#### Data shown
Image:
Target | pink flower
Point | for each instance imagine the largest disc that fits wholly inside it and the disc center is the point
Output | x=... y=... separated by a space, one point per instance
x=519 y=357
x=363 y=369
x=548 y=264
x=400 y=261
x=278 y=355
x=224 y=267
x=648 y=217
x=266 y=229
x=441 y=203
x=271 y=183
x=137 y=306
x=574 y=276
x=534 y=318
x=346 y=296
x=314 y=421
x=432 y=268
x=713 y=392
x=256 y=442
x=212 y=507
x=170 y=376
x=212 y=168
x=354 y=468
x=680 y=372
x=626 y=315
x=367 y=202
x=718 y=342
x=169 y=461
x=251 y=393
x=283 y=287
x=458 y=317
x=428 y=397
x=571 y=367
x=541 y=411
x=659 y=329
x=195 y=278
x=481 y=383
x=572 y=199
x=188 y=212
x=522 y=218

#### To be done
Turn every line of the listing above into a numbered list, leaving out any blank lines.

#### Output of the task
1. Image:
2. Target | pink flower
3. Point | for each instance imagine the largest disc that fits wholly inside it and the disc center is the point
4. Output | x=... y=... separated by a space, one point per instance
5. x=519 y=357
6. x=363 y=369
7. x=548 y=264
8. x=400 y=261
9. x=278 y=355
10. x=224 y=267
11. x=648 y=217
12. x=266 y=229
13. x=441 y=203
14. x=271 y=183
15. x=137 y=306
16. x=574 y=276
17. x=534 y=318
18. x=346 y=296
19. x=314 y=421
20. x=432 y=268
21. x=713 y=392
22. x=256 y=442
23. x=212 y=507
24. x=170 y=376
25. x=212 y=168
26. x=354 y=468
27. x=680 y=372
28. x=626 y=315
29. x=367 y=202
30. x=718 y=342
31. x=169 y=461
32. x=251 y=393
33. x=283 y=287
34. x=458 y=317
35. x=428 y=397
36. x=571 y=367
37. x=541 y=411
38. x=659 y=329
39. x=195 y=278
40. x=481 y=383
41. x=572 y=199
42. x=188 y=212
43. x=522 y=218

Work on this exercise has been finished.